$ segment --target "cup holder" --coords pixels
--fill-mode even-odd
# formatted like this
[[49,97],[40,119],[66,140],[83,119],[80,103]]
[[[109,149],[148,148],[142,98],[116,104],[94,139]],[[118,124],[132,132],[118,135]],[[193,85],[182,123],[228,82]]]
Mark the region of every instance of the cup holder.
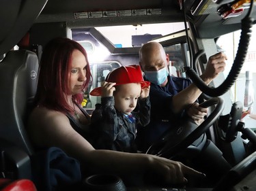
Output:
[[93,191],[126,191],[123,181],[114,175],[93,175],[85,179],[84,185]]

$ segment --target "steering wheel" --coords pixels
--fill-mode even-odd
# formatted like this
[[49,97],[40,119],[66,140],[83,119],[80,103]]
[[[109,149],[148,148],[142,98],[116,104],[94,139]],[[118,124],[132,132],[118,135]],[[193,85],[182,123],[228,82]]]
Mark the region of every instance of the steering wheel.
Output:
[[220,97],[211,98],[199,106],[206,108],[213,105],[216,105],[214,109],[199,126],[191,118],[188,118],[183,124],[164,133],[161,138],[154,143],[146,153],[171,158],[175,154],[186,149],[205,133],[221,115],[224,104],[223,99]]

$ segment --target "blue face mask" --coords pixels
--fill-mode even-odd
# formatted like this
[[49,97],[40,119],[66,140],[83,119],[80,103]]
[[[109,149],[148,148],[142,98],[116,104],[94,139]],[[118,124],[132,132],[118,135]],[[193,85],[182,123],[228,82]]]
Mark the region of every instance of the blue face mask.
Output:
[[168,71],[165,67],[158,71],[145,71],[144,74],[150,82],[161,85],[167,78]]

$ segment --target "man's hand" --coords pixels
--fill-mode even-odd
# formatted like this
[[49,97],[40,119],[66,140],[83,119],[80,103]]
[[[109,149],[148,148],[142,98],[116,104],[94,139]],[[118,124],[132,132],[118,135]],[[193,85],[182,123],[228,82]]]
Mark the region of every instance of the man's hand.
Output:
[[101,85],[102,88],[102,97],[111,97],[113,92],[115,90],[115,85],[116,83],[114,82],[103,82]]
[[209,58],[206,69],[201,75],[202,80],[208,84],[218,74],[223,71],[226,66],[227,56],[223,52],[218,52]]
[[204,108],[199,106],[198,103],[194,103],[187,109],[187,114],[198,125],[203,121],[204,116],[207,116],[208,108]]
[[147,88],[144,88],[141,89],[140,97],[141,99],[148,97],[148,96],[150,95],[150,86]]

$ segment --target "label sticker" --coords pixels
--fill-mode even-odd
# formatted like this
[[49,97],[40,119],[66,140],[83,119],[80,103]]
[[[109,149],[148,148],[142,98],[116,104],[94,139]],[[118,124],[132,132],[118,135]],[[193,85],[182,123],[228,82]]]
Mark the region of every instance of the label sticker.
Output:
[[74,17],[75,19],[87,18],[88,18],[88,13],[87,12],[74,13]]
[[101,18],[102,17],[102,12],[88,12],[89,18]]
[[117,16],[130,16],[132,12],[129,10],[117,10]]
[[115,17],[117,16],[117,11],[104,11],[103,17]]

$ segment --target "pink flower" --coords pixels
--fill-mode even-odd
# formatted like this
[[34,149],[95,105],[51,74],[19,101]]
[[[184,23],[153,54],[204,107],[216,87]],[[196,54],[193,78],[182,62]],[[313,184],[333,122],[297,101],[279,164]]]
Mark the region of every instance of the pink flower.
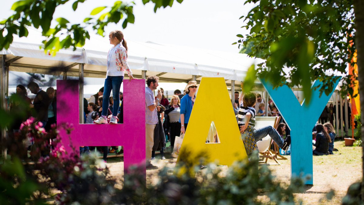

Given instruction: Please pick out every line in the items above that contains the word "wheel", with case counting.

Exercise result:
$ segment --target "steering wheel" --coords pixels
Mark the region of every instance of the steering wheel.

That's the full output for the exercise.